- Set task
Quote the records beneath, complete and exact. Leave out images.
########
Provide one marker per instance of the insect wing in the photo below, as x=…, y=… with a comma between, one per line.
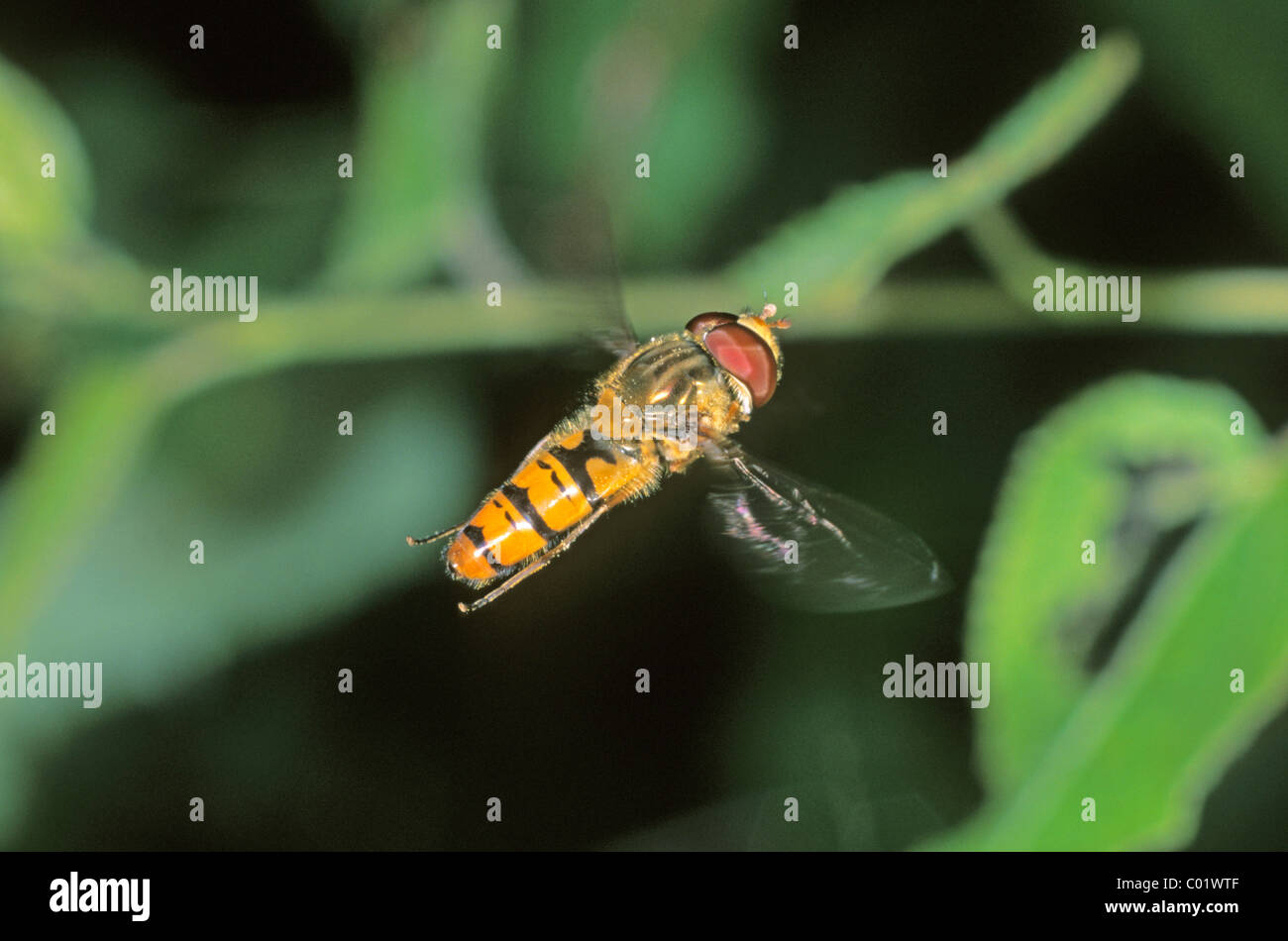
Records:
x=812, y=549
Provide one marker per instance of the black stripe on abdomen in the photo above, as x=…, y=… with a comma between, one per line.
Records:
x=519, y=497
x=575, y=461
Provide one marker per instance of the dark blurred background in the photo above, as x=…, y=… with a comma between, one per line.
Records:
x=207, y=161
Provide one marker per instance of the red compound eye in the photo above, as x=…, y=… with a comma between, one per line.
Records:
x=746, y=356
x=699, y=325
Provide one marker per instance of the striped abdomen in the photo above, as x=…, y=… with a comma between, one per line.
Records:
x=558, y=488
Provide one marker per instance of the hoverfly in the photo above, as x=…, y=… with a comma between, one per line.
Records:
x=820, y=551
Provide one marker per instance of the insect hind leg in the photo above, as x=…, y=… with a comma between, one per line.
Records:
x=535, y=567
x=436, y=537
########
- Result of the task
Provide one marker per instance of the insect wing in the photo below, as x=…, y=… with a comma between, one per line.
Records:
x=812, y=549
Provide one marker per instance of the black stripe on abdomen in the photo above, as x=…, y=… with a comma between, one per line.
Records:
x=519, y=497
x=575, y=461
Provide one marker per instance of the dark blurred background in the photo above, as x=…, y=… with a comma between, one per line.
Records:
x=207, y=161
Provide one marker per instance of the red compound eye in the photo above, as x=…, y=… with a comma between, one per line.
Records:
x=746, y=356
x=699, y=325
Provide one marker per instance of the striped abdomen in the photo above, as x=…, y=… with a comma between, one per line.
Records:
x=558, y=488
Provide one marker per instance of the hoverfly in the photo above, as x=…, y=… with a comma between, one per line.
Records:
x=820, y=551
Provide one marker per instance of the insect hind leg in the photo above, as x=…, y=… with a comma between, one per line.
Records:
x=535, y=567
x=436, y=537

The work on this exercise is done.